2. conduct since the imposition of discipline;

3. professional competence;

4. candor and sincerity;

5. recommendations of other witnesses;

6. present business pursuits;

7. personal and community service; and

8. recognition of the seriousness of previous misconduct.

Aside from Petitioner’s testimony and exhibits offered in support of his testimony, the People have stipulated that Petitioner has demonstrated that he is rehabilitated specifically citing the factors 1 through 6 listed above.

The Hearing Board finds by clear and convincing evidence that Petitioner is now rehabilitated, has complied with all the applicable rules in the readmission process, and therefore should be reinstated subject to the following conditions. Petitioner shall, as stipulated by the Parties, remain active in an AA or other 12-Step program of his choosing, attending at least once per month over the first 12 months following readmission. Petitioner shall also submit to a practice monitor program for a period of one year following his readmission beginning upon Petitioner’s actual commencement of practicing law. The People shall approve and set forth the specific terms and conditions of the practice monitor program, including the extent and frequency of monitoring. While the Hearing Board finds Petitioner established rehabilitation by clear and convincing evidence, the Hearing Board’s primary concern is protection of the public. Therefore, the Hearing Board deems these terms and conditions necessary for Petitioner’s successful transition back into the practice of law. The Hearing Board also urges Respondent to continue to be mindful of the events that led to his disbarment and rehabilitation.

[Data pulled from a collection]
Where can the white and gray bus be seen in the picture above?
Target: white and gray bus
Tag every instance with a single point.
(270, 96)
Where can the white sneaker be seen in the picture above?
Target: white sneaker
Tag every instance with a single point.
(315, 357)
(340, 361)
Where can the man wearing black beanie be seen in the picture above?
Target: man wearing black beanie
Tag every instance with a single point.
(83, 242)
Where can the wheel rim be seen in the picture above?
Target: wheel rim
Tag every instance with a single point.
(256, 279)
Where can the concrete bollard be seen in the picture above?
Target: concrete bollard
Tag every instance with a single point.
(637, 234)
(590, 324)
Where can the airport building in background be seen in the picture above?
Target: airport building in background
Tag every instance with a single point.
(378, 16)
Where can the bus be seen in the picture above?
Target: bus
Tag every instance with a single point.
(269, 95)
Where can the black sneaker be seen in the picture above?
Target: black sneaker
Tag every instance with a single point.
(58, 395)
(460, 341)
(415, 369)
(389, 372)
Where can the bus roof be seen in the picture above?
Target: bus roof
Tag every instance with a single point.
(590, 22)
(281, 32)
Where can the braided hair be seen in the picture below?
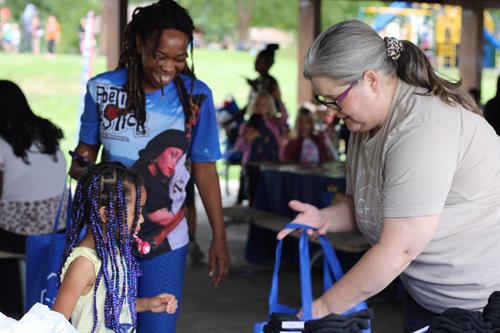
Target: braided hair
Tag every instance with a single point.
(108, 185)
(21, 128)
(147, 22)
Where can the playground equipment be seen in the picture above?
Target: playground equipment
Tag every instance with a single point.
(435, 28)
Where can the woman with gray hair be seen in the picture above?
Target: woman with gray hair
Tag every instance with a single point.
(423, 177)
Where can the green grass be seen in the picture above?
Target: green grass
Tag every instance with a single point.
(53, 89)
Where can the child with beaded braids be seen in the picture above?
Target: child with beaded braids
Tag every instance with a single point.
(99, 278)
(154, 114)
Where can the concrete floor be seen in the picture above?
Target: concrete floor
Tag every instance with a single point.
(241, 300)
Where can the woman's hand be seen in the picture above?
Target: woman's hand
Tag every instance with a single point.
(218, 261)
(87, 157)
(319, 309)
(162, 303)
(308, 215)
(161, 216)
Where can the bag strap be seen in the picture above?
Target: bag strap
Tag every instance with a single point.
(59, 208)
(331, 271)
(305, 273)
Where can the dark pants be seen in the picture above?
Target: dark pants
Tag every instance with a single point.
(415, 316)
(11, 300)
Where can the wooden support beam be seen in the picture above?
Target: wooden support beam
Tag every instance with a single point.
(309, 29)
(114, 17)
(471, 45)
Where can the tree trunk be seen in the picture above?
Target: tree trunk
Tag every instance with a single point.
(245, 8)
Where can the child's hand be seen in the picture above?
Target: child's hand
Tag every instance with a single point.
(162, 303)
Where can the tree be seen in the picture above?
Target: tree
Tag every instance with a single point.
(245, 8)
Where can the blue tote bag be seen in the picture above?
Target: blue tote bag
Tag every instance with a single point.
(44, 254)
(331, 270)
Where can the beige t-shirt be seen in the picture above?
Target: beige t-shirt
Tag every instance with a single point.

--

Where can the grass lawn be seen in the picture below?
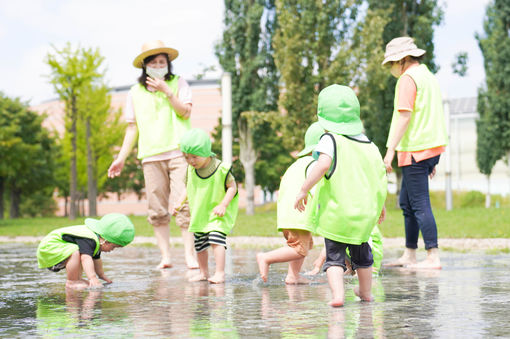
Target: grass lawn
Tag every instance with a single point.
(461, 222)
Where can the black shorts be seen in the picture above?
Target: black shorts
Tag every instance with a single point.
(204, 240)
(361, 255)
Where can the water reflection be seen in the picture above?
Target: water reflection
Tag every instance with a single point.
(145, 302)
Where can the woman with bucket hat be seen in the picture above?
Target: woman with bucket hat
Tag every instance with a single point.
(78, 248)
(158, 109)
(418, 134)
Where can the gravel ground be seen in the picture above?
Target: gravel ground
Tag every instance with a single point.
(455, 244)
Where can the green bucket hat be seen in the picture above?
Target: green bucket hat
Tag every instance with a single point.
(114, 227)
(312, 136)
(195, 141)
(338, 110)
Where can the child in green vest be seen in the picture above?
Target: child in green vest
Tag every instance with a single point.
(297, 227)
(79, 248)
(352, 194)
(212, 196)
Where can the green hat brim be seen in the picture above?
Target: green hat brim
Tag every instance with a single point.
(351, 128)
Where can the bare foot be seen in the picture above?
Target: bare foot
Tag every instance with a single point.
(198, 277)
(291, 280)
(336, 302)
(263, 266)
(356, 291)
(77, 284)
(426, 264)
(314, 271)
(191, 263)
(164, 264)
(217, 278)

WORK TASK 1:
Answer these questions about the reinstatement decision:
(a) The People stipulated that Petitioner met which numbered factors from the list?
(b) How often must Petitioner attend an AA or other 12-Step program, and for how long?
(c) Who must approve and set the specific terms of the practice monitor program?
WORK TASK 2: Continue the reinstatement decision from the point where it stops.

TASK RESPONSE 1:
(a) Factors 1 through 6.
(b) At least once per month over the first 12 months following readmission.
(c) The People.

TASK RESPONSE 2:
The Hearing Board commends Petitioner for the zeal he demonstrated in these proceedings, and trusts he will maintain his enthusiasm and respect for the practice of law in the future. The Hearing Board also commends Petitioner for his candor concerning his prior cocaine and alcohol usage, as well as his struggles with symptoms of depression. Neither the People nor the Court knew of these underlying issues before Petitioner’s voluntary disclosure to the People during his application for readmission. Petitioner’s honesty about, and desire to overcome, these problems speak to his integrity, and the good faith he brought to these proceedings.


It is therefore ORDERED:

1. The Verified Petition for Readmission is GRANTED. Petitioner William J. Fritsche, III, Registration Number 08157, shall be readmitted to the practice of law.

2. Petitioner is ORDERED to pay the costs of these proceedings; the People shall submit a Statement of Costs within fifteen (15) days of the date of this Order, and Petitioner may submit a response within ten (10) days thereafter.


1. The Hearing Board uses zeal to describe an enthusiastic devotion to the practice of law with the goal of tireless diligence in furtherance of the highest standards of practice and not excessive zeal that often leads to zealotry and fanaticism in the advocacy system.

2. Petitioner’s mother gave him a book entitled "How to Get it Right After You Have Gotten it Wrong" following his disbarment. The book sat on a bookshelf for years before he read it. After reading it, Petitioner began in earnest to make the changes discussed above.

3. Petitioner paid restitution in the amount of $944.11 to Shonetta Oats, the wife of his former client, Tony Oats, based upon the Colorado Supreme Court’s order of disbarment. The order of disbarment did not require payment of restitution to Harold Dawson, a second client mentioned in the Supreme Court’s opinion. In the case of Mr. Dawson, Petitioner had completed his representation of this client but failed to appear for sentencing.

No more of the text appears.